— SHORT PROBLEM —
Can you reproduce the part of the records below that opens with the line containing "QA review pass — verify and re-annotate all instances of glove" and closes with the line containing "376, 546, 430]]", both of those lines included? Keep the requests unchanged, but shift every bounding-box coordinate in the answers by -21.

Dataset records
________
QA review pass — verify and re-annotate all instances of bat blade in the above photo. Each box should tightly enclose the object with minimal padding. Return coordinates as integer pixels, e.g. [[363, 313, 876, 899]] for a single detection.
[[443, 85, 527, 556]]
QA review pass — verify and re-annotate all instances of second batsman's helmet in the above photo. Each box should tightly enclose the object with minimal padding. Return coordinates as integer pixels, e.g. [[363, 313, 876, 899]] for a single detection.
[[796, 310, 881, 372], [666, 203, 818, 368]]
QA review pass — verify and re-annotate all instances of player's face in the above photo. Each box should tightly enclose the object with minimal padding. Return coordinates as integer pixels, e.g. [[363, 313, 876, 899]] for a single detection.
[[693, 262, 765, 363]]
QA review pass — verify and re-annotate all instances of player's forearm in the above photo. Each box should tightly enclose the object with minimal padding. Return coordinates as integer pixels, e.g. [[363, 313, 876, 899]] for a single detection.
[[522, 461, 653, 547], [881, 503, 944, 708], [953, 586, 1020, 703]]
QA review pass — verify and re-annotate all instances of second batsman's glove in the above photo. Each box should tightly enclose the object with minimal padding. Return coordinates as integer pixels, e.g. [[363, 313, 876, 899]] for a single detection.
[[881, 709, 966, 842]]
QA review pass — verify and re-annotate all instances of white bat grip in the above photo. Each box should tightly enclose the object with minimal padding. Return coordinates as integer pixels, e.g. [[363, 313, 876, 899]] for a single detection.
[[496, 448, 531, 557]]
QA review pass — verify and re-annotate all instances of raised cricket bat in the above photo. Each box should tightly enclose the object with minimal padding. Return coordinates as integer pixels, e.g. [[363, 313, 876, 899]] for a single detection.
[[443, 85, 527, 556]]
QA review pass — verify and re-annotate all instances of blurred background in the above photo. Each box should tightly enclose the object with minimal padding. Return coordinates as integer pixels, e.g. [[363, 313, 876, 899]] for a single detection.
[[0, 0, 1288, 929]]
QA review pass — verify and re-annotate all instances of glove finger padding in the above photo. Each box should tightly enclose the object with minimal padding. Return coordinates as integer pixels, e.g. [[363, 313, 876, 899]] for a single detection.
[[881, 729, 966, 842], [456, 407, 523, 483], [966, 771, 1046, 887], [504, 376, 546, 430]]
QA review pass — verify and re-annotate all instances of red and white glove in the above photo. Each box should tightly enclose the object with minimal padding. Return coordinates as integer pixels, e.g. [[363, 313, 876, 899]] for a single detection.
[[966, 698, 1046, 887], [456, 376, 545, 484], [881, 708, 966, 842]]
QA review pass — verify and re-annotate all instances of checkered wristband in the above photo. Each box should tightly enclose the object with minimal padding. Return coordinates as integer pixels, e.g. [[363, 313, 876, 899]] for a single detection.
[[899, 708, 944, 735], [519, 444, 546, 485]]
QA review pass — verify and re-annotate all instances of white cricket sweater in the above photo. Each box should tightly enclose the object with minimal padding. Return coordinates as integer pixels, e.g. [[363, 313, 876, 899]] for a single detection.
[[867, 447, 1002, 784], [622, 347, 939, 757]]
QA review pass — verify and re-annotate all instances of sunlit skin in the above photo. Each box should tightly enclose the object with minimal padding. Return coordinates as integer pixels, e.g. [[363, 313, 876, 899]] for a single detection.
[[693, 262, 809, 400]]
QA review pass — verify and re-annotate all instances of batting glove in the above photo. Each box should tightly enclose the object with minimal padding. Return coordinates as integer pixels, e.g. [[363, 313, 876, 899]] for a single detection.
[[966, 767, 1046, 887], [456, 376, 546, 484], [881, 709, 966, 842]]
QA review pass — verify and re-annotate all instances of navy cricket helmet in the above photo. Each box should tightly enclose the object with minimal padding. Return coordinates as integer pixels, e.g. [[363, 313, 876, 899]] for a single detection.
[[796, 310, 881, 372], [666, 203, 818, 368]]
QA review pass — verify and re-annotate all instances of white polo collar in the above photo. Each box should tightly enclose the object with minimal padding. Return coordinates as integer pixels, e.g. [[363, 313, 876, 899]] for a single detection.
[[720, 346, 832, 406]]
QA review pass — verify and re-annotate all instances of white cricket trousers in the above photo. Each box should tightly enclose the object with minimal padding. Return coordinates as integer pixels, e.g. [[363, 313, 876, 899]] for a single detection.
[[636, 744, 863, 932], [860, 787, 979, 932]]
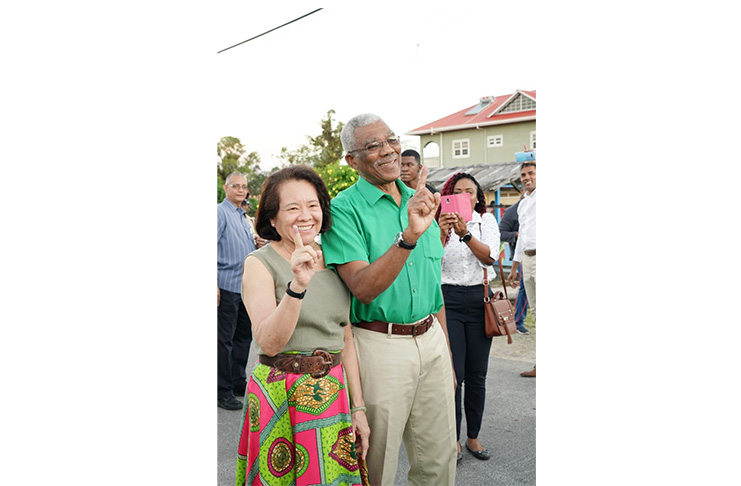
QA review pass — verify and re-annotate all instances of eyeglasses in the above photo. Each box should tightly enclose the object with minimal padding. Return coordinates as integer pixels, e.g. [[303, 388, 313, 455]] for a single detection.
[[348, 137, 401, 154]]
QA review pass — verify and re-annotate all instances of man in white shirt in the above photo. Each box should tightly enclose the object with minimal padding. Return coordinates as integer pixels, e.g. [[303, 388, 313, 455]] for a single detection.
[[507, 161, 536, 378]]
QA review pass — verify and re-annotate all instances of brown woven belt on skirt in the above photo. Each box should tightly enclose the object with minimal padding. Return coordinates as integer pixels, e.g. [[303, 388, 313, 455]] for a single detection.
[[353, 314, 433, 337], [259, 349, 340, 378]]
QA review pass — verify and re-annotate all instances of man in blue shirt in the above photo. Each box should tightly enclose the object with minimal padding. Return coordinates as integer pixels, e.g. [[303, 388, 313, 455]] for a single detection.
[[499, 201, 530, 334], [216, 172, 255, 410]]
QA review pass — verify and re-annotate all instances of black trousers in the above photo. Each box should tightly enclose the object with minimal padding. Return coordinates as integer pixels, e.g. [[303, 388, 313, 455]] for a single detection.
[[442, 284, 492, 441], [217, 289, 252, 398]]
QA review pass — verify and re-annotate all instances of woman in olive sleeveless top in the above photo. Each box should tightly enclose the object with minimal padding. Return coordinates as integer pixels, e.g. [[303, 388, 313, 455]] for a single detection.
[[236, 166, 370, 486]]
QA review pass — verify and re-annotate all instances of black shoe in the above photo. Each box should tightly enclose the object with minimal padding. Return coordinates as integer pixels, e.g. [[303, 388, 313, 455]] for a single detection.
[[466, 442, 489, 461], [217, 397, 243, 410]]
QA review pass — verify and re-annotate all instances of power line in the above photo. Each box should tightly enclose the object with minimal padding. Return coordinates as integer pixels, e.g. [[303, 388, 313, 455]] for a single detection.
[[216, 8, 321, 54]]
________
— WORKED ANSWER —
QA review pass — verify and re-annotate all instances of glove finger padding in the above photo. Each box should tightly enclose the object with minimal padding. Return coordinates as integer pixels, e.g. [[363, 313, 876, 899]] for a single detection.
[[860, 708, 945, 821], [435, 386, 502, 462], [945, 750, 1025, 866], [483, 355, 525, 409]]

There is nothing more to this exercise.